>> Begin Information shown

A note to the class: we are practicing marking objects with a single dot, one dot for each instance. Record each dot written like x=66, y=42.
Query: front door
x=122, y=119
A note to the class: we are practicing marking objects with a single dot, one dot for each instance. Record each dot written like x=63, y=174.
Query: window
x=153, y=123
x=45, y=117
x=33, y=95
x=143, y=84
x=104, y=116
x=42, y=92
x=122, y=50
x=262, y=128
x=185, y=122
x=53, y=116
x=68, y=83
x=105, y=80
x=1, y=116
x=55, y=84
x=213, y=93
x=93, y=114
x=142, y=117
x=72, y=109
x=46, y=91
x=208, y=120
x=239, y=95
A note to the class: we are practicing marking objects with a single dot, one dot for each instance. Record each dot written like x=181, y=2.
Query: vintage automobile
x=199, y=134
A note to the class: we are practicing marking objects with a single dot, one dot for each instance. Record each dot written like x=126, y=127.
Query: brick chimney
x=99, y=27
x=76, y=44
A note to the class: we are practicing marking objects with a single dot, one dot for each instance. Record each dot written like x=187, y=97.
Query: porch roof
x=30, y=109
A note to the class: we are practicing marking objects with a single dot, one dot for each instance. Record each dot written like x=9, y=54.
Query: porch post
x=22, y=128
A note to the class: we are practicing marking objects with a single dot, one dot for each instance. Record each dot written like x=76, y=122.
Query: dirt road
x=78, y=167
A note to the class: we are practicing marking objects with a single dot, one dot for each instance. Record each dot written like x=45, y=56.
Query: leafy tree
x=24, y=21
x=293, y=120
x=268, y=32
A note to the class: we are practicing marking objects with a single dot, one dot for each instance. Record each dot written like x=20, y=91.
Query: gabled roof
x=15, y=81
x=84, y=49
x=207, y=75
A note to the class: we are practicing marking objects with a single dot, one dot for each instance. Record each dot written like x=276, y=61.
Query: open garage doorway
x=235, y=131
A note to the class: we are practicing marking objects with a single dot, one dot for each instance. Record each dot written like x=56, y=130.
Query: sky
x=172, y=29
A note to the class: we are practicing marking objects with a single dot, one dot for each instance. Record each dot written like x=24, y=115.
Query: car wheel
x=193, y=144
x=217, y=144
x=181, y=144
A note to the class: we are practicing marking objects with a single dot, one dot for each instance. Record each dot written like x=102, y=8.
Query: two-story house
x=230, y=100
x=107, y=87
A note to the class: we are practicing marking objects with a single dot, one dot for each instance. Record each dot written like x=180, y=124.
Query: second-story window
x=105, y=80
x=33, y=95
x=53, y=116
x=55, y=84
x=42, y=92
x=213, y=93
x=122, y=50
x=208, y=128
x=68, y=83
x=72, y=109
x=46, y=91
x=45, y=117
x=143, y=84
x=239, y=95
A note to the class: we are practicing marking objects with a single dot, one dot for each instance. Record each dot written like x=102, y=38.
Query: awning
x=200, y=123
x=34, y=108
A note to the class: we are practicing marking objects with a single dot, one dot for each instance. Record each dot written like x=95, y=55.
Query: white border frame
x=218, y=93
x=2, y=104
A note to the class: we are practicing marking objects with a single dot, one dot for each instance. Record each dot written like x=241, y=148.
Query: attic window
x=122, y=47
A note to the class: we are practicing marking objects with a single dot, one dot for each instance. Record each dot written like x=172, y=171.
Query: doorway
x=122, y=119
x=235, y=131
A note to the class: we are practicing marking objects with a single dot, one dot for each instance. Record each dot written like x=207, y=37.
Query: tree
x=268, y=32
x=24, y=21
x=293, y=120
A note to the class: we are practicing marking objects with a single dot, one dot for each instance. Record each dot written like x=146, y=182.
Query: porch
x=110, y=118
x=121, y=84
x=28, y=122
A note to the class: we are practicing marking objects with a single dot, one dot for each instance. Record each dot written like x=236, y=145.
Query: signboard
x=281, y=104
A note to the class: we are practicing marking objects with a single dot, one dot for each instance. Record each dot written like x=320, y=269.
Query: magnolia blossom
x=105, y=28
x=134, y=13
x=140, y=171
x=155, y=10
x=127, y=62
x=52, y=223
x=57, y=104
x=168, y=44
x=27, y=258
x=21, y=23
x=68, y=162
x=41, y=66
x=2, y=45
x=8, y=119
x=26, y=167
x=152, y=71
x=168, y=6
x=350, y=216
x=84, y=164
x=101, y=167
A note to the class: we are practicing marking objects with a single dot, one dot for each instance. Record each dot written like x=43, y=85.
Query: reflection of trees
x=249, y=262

>> End Information shown

Given problem
Rewrite the items from the first line through the line containing "x=172, y=29", both included, keeping the requests. Multiply every x and y coordinate in the answers by 1.15 and round each result to a whole number, with halves rounded up, but leave the numbers in the requests and their format samples as they are.

Written response
A note to the class: we are practicing marking objects with a single dot, one dot for each instance. Record each dot written like x=66, y=42.
Query: front door
x=140, y=137
A note to the class: we are practicing marking objects with a single dot, one dot for each instance. Record each dot written like x=63, y=174.
Query: window
x=176, y=141
x=52, y=135
x=38, y=109
x=164, y=97
x=120, y=133
x=48, y=106
x=140, y=58
x=301, y=147
x=213, y=140
x=61, y=133
x=78, y=95
x=121, y=92
x=1, y=133
x=63, y=97
x=245, y=107
x=107, y=131
x=163, y=135
x=83, y=125
x=53, y=105
x=239, y=138
x=275, y=109
A note to the class: we are practicing marking objects with a single dot, one dot for each instance. Record each dot written like x=181, y=2.
Query: vintage automobile
x=229, y=154
A note to the class: we are practicing marking objects with a single dot, one dot for each instance. Record each dot written like x=126, y=127.
Query: brick chimney
x=114, y=31
x=87, y=51
A note to the class: we are practicing marking objects with a single dot, one dot for each instance. Record each dot written like x=187, y=97.
Query: porch roof
x=35, y=125
A note to the class: we are practicing marking objects with a single dot, one dot for each instance. Record each dot written like x=9, y=54.
Query: porch post
x=25, y=147
A note to the class: we are practicing marking objects with a single dot, one dot for each instance. Record each dot written like x=76, y=122.
Query: dirt road
x=90, y=192
A note to the class: we are practicing marking objects with a single dot, one dot for each instance. Record each dot written like x=45, y=56.
Query: leafy tree
x=28, y=24
x=337, y=138
x=308, y=37
A note to the class: we are practicing marking objects with a single dot, one dot for each instance. Record each dot written like x=20, y=91.
Query: gabled roof
x=17, y=93
x=97, y=56
x=238, y=86
A note to the class: we are practicing marking objects with a single dot, one dot for each instance. Record each dot written like x=276, y=61.
Query: open garage doorway
x=270, y=151
A note to the class: we are practicing marking objects with a single dot, one dot for each instance. Record each dot written like x=56, y=130.
Query: sky
x=198, y=33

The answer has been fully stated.